**PROBLEM DETAILS:**
Whatever the records say, set them down exactly.

===== RECORD EXTRACTS

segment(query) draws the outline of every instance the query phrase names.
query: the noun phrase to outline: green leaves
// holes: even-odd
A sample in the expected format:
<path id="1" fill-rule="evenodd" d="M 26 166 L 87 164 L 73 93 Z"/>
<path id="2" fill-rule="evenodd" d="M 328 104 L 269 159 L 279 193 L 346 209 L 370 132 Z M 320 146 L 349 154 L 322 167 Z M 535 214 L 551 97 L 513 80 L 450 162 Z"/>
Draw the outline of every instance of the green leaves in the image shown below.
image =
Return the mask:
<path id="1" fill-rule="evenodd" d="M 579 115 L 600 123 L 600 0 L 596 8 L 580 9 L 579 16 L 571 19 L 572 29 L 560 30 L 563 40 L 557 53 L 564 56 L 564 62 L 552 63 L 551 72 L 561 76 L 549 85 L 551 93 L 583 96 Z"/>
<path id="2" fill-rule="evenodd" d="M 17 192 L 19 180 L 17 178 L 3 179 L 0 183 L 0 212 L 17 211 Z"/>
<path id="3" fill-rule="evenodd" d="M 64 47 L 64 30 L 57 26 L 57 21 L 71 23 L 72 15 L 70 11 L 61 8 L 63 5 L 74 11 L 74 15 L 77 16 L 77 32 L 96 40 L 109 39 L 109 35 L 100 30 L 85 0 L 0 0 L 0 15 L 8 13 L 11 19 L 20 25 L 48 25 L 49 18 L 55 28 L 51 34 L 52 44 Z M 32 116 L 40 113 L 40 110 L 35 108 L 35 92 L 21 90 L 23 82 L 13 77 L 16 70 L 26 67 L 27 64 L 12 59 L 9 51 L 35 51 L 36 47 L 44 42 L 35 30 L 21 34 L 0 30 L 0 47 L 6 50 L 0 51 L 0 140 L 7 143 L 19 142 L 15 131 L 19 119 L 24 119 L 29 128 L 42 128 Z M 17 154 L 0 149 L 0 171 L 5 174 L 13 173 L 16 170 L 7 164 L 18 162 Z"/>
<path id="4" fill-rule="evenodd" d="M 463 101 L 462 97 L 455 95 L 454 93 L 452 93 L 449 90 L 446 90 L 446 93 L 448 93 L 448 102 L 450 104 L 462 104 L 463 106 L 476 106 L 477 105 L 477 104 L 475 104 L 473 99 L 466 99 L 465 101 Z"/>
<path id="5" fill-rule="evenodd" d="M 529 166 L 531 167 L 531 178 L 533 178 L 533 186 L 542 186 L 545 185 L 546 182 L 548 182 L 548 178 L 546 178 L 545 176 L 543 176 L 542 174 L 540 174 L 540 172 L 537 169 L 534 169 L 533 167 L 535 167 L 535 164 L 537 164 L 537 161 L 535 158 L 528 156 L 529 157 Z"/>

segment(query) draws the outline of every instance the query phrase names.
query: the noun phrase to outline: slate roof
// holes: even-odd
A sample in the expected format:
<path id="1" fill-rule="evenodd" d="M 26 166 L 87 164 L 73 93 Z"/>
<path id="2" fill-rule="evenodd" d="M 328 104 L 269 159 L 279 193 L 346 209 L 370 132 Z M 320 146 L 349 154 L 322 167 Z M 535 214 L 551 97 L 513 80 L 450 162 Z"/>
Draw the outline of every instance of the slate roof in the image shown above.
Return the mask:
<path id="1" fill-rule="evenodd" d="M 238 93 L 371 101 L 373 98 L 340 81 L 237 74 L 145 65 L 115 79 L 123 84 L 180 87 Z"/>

==========

**REPLY TO THE TASK:**
segment(query) draws the outline of every instance the query phrase names.
query: the noun phrase to outline: green leaves
// holes: even-odd
A sample in the expected format:
<path id="1" fill-rule="evenodd" d="M 26 166 L 87 164 L 73 93 Z"/>
<path id="2" fill-rule="evenodd" d="M 328 104 L 269 159 L 279 193 L 346 209 L 370 132 Z M 320 146 L 349 154 L 322 167 Z M 535 214 L 551 97 L 513 80 L 450 162 Z"/>
Draw the outline of every instance of the green leaves in the image shown below.
image =
Return the mask:
<path id="1" fill-rule="evenodd" d="M 579 115 L 600 123 L 600 0 L 596 8 L 580 9 L 579 16 L 571 19 L 572 29 L 560 30 L 563 40 L 557 53 L 564 56 L 564 62 L 552 63 L 551 72 L 561 76 L 549 85 L 551 93 L 583 96 Z"/>
<path id="2" fill-rule="evenodd" d="M 17 192 L 19 180 L 17 178 L 3 179 L 0 183 L 0 212 L 17 211 Z"/>
<path id="3" fill-rule="evenodd" d="M 64 47 L 64 30 L 57 26 L 57 21 L 71 23 L 72 15 L 70 11 L 61 8 L 63 5 L 74 11 L 74 15 L 77 16 L 77 32 L 96 40 L 109 39 L 109 35 L 100 30 L 85 0 L 0 0 L 0 15 L 8 13 L 11 19 L 20 25 L 48 25 L 49 18 L 55 28 L 51 34 L 52 44 Z M 32 116 L 40 113 L 40 110 L 35 108 L 35 92 L 21 90 L 23 82 L 13 77 L 16 70 L 26 67 L 27 64 L 12 59 L 9 51 L 35 51 L 36 47 L 44 42 L 35 30 L 21 34 L 0 30 L 0 47 L 6 50 L 0 51 L 0 140 L 7 143 L 19 142 L 15 131 L 19 119 L 24 119 L 29 128 L 42 128 Z M 17 154 L 0 149 L 0 171 L 5 174 L 13 173 L 16 170 L 7 164 L 18 162 Z"/>
<path id="4" fill-rule="evenodd" d="M 463 101 L 462 97 L 455 95 L 454 93 L 452 93 L 449 90 L 446 90 L 446 93 L 448 93 L 448 102 L 450 104 L 462 104 L 463 106 L 476 106 L 477 105 L 477 104 L 475 104 L 473 99 L 466 99 L 465 101 Z"/>
<path id="5" fill-rule="evenodd" d="M 529 166 L 531 167 L 531 178 L 533 178 L 533 186 L 542 186 L 545 185 L 546 182 L 548 182 L 548 178 L 546 178 L 545 176 L 543 176 L 542 174 L 540 174 L 540 172 L 537 169 L 534 169 L 533 167 L 535 167 L 535 164 L 537 164 L 537 161 L 535 158 L 528 156 L 529 157 Z"/>

segment(query) draws the outline of every instance the query phrase names.
query: the noun phrase to outline: slate roof
// holes: even-odd
A sample in the expected format:
<path id="1" fill-rule="evenodd" d="M 26 166 L 87 164 L 73 93 Z"/>
<path id="2" fill-rule="evenodd" d="M 328 104 L 269 159 L 279 193 L 346 209 L 370 132 Z M 320 146 L 349 154 L 322 167 Z M 535 214 L 551 97 L 513 80 L 450 162 Z"/>
Draw the outline of every instance of the slate roof in the image shown above.
Return the mask:
<path id="1" fill-rule="evenodd" d="M 238 93 L 371 101 L 373 98 L 340 81 L 237 74 L 145 65 L 115 79 L 123 84 L 180 87 Z"/>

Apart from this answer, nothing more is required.